* Exercise task: Return every line of the records that contains the word "baluster", matching its case exactly.

* Provided information:

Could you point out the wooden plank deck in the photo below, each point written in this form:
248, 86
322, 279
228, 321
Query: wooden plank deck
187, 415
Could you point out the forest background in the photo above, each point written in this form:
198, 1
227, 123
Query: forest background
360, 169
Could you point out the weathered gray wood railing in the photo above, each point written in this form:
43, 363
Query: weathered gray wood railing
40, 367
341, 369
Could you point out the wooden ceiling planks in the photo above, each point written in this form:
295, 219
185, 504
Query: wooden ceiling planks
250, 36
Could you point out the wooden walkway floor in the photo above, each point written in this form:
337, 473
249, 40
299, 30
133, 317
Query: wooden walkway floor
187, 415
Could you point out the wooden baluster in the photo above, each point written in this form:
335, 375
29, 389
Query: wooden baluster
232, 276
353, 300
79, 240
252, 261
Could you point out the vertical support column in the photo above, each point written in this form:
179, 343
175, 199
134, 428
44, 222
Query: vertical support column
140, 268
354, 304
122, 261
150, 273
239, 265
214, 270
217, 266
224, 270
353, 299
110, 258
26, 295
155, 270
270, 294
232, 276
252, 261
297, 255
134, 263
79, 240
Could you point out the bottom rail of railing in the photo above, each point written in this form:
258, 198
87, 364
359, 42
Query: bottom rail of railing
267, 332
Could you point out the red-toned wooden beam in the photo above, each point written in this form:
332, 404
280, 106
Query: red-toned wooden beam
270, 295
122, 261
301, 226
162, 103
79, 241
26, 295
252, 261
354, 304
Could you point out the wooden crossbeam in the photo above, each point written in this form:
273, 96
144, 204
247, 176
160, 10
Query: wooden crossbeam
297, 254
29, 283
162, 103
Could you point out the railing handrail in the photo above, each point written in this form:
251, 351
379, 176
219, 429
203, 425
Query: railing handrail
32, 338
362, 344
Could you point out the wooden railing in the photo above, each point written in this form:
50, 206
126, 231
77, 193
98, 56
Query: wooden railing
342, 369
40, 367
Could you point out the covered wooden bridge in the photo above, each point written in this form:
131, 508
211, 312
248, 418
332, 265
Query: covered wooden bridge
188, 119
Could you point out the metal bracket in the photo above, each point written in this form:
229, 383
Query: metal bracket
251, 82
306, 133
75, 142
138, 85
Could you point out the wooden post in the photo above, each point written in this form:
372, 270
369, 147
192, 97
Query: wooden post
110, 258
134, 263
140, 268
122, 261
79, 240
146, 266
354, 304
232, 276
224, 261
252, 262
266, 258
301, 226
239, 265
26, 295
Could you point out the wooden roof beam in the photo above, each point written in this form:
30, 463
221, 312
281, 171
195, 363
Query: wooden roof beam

--

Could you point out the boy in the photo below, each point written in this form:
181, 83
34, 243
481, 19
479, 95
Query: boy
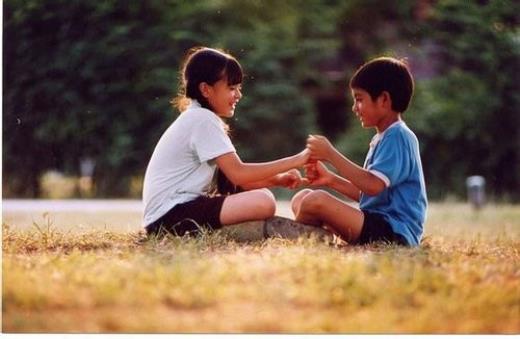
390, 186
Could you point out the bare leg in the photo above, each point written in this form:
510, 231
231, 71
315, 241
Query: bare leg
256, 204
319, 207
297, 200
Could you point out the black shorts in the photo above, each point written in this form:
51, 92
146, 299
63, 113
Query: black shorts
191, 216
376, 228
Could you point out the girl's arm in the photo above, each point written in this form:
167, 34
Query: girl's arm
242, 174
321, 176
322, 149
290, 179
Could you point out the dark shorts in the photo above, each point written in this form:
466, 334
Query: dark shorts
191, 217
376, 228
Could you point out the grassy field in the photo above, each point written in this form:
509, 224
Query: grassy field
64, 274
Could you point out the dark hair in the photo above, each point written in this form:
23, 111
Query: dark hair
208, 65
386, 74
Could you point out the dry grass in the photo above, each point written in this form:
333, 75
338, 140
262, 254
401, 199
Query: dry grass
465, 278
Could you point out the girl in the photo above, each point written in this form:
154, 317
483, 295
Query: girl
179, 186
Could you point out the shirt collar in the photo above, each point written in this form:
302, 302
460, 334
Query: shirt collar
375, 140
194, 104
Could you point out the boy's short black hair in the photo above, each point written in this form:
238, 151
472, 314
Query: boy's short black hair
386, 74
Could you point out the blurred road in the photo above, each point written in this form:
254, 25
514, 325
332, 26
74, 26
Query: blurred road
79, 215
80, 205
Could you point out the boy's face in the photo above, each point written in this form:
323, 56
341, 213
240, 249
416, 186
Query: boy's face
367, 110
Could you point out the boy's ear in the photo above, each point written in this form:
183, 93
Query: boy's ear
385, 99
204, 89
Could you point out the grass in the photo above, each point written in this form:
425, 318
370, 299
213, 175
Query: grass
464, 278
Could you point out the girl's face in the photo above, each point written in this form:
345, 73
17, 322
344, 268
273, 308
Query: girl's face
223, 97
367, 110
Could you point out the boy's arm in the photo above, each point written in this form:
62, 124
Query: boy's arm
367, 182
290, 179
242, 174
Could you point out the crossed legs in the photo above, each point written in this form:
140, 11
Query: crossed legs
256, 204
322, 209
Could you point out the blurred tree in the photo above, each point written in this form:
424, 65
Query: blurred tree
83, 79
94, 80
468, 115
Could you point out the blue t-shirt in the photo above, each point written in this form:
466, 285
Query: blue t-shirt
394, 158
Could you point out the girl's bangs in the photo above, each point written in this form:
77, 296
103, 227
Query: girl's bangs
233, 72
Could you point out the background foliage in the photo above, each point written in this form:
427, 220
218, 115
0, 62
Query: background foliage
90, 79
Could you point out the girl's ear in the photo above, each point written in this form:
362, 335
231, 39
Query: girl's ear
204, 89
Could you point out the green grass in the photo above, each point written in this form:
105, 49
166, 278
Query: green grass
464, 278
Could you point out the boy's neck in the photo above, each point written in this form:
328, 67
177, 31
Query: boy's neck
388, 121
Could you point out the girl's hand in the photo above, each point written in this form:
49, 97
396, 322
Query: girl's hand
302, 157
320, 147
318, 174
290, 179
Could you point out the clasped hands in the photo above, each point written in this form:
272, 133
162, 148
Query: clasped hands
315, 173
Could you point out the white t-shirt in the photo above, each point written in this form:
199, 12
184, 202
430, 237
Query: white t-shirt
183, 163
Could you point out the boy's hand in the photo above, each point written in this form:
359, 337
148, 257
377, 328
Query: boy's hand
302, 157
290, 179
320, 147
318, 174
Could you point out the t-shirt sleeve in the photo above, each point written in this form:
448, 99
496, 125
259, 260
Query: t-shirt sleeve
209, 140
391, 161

* Expected answer:
Could you point out the wooden baluster in the photo above, each point written in this form:
Query: wooden baluster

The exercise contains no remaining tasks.